* **Problem to work on**: Render the rows as a numbered list with blank lines omitted, beginning at the line containing "Could you please indicate the woman with curly" and continuing through the line containing "(1351, 233)". Include no other rows.

* BEGIN Listed entries *

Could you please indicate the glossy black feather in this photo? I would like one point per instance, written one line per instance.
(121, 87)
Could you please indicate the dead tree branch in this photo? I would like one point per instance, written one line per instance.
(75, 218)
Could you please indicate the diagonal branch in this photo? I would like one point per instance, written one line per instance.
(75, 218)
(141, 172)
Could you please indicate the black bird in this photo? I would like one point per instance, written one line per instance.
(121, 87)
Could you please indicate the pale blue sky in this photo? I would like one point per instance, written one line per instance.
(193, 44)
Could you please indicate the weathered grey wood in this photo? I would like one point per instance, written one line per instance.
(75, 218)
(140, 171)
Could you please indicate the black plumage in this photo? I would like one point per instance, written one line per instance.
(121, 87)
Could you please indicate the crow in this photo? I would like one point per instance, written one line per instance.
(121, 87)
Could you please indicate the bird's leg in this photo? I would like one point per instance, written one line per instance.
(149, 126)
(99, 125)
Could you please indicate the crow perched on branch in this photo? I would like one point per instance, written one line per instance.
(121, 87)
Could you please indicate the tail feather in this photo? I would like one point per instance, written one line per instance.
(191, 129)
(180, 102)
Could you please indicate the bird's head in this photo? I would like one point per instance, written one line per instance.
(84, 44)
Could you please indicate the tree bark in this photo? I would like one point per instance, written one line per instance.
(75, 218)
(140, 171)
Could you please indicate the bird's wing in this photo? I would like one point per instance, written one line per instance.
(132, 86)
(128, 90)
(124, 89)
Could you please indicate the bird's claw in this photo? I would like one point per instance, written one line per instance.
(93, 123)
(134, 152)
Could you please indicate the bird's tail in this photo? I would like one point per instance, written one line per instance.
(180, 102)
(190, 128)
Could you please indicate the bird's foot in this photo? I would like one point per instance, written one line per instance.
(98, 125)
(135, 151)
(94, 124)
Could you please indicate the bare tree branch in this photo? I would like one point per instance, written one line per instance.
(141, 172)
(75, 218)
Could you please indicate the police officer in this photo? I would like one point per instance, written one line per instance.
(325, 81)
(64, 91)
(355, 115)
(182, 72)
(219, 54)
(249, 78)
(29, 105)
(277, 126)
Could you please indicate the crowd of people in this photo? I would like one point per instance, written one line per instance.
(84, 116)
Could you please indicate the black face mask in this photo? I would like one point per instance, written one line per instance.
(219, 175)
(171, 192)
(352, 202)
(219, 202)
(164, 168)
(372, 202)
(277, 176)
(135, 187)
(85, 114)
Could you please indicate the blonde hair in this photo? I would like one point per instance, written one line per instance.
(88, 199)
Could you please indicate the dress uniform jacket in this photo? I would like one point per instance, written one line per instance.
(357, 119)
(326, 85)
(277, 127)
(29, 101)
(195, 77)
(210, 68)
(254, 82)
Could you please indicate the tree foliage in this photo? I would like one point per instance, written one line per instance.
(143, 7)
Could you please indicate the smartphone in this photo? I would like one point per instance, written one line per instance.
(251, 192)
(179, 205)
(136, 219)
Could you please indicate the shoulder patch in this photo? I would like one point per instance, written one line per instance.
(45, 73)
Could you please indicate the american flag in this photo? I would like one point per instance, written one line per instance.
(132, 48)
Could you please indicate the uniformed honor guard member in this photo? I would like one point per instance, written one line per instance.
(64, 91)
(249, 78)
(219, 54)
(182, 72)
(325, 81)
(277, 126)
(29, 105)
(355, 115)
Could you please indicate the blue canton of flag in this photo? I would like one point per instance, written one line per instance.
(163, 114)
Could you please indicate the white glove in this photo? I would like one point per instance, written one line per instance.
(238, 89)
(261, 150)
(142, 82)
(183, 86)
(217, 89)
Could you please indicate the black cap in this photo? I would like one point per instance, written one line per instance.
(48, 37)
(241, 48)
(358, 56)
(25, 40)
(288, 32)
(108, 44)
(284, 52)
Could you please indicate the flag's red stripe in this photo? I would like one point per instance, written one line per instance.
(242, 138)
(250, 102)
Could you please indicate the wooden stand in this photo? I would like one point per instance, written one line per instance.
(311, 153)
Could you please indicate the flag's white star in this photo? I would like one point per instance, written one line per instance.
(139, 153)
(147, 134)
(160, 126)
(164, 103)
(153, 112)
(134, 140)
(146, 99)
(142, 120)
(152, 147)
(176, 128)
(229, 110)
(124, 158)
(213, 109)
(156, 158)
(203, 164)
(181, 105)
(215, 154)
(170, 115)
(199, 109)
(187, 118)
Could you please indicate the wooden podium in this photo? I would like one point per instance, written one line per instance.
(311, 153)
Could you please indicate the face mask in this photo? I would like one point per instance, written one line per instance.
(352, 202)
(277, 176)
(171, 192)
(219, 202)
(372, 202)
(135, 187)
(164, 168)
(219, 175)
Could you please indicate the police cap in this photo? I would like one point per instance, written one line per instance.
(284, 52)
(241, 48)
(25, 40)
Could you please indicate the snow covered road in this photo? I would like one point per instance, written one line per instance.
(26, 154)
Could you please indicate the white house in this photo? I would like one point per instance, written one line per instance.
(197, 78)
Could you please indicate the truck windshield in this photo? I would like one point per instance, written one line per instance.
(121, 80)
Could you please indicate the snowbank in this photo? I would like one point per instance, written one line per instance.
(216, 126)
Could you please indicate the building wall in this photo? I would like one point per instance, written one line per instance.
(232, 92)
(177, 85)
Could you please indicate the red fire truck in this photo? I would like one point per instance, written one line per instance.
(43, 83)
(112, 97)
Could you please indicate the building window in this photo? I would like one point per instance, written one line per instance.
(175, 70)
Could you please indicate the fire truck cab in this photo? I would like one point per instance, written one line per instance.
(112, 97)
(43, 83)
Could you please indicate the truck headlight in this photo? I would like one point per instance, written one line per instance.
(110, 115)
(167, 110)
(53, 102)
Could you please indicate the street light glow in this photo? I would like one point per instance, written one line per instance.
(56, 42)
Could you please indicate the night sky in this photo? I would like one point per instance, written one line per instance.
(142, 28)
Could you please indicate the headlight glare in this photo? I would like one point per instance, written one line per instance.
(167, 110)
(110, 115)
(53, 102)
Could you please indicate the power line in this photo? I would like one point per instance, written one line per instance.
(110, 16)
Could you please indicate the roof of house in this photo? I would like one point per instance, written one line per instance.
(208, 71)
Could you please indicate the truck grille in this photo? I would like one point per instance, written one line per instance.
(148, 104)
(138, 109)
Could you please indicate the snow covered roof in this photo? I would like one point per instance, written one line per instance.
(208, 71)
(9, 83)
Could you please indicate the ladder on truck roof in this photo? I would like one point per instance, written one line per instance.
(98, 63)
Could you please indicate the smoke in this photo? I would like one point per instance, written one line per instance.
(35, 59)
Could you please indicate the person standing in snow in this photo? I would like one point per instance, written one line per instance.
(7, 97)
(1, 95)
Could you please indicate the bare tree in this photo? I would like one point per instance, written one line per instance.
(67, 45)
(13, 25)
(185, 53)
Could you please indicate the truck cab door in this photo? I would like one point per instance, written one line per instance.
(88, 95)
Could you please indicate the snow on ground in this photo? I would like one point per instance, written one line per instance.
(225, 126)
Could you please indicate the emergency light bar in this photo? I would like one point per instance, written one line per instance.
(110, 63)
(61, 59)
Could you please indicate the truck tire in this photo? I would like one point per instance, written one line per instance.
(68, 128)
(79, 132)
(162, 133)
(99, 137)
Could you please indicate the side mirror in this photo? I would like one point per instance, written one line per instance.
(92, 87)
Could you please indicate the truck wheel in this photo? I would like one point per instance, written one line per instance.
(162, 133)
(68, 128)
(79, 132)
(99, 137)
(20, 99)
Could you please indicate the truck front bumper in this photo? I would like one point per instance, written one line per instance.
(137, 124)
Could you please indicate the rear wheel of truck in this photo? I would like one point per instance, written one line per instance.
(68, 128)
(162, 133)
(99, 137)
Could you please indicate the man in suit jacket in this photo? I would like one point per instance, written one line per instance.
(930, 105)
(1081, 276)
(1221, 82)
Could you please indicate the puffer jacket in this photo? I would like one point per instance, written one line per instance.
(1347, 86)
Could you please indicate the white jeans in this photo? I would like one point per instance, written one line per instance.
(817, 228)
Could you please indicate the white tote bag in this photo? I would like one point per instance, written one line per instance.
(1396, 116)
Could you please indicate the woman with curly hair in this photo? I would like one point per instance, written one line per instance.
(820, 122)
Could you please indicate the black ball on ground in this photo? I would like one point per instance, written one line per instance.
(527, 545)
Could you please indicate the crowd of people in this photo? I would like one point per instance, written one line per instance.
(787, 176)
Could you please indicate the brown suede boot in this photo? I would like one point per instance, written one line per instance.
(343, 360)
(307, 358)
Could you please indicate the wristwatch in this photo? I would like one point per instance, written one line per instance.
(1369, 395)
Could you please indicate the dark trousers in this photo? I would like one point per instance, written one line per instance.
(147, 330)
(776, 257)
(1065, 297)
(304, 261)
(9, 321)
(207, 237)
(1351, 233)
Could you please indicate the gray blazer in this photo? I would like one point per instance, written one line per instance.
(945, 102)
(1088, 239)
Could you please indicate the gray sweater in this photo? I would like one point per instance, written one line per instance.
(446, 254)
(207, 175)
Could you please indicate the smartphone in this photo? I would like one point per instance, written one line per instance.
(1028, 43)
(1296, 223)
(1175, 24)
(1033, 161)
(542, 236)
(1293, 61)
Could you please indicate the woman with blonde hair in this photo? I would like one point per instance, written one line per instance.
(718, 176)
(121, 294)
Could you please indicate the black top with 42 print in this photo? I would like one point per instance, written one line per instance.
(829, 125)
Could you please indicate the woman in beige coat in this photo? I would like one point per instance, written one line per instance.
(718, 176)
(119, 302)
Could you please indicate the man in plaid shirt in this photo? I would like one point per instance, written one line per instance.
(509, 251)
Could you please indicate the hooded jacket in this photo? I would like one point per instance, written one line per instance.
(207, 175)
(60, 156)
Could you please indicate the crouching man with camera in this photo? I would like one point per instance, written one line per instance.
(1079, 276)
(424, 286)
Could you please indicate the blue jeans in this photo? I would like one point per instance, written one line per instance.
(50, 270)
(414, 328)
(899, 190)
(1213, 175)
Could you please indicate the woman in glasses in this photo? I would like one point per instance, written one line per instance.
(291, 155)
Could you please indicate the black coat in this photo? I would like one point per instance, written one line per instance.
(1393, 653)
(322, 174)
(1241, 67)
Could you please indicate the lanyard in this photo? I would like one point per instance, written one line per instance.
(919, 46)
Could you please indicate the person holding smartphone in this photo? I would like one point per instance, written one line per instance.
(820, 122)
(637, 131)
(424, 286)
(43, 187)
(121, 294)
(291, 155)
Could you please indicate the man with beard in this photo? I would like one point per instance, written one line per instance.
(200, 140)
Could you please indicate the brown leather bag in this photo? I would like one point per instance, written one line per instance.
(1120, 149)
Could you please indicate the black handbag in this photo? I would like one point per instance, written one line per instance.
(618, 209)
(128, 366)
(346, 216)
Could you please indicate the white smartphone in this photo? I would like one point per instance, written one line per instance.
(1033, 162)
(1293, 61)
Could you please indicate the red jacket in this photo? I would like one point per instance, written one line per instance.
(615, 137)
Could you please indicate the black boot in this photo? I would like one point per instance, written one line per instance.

* END Listed entries *

* **Complete output**:
1. Could you please indicate the woman with curly hair in this photo? I would like one point per instance, written one line per instance.
2. (820, 122)
3. Could you please indicate the black ball on ground in this photo? I would like one point per instance, written one line per instance.
4. (527, 545)
5. Could you please indicate the crowd of people in this photo? I would like one point per instance, written one line per instance.
6. (787, 176)
7. Could you please indicate the brown suede boot in this photo? I would like one point per instance, written one line per instance.
8. (343, 360)
9. (307, 358)
10. Could you please indicate the wristwatch in this photo? I would like one point per instance, written one line per instance.
11. (1369, 395)
12. Could you please indicate the dark trousers in this photo? I would like one point per instance, written one line per instance.
13. (147, 330)
14. (776, 257)
15. (1065, 297)
16. (304, 261)
17. (9, 321)
18. (207, 237)
19. (1351, 233)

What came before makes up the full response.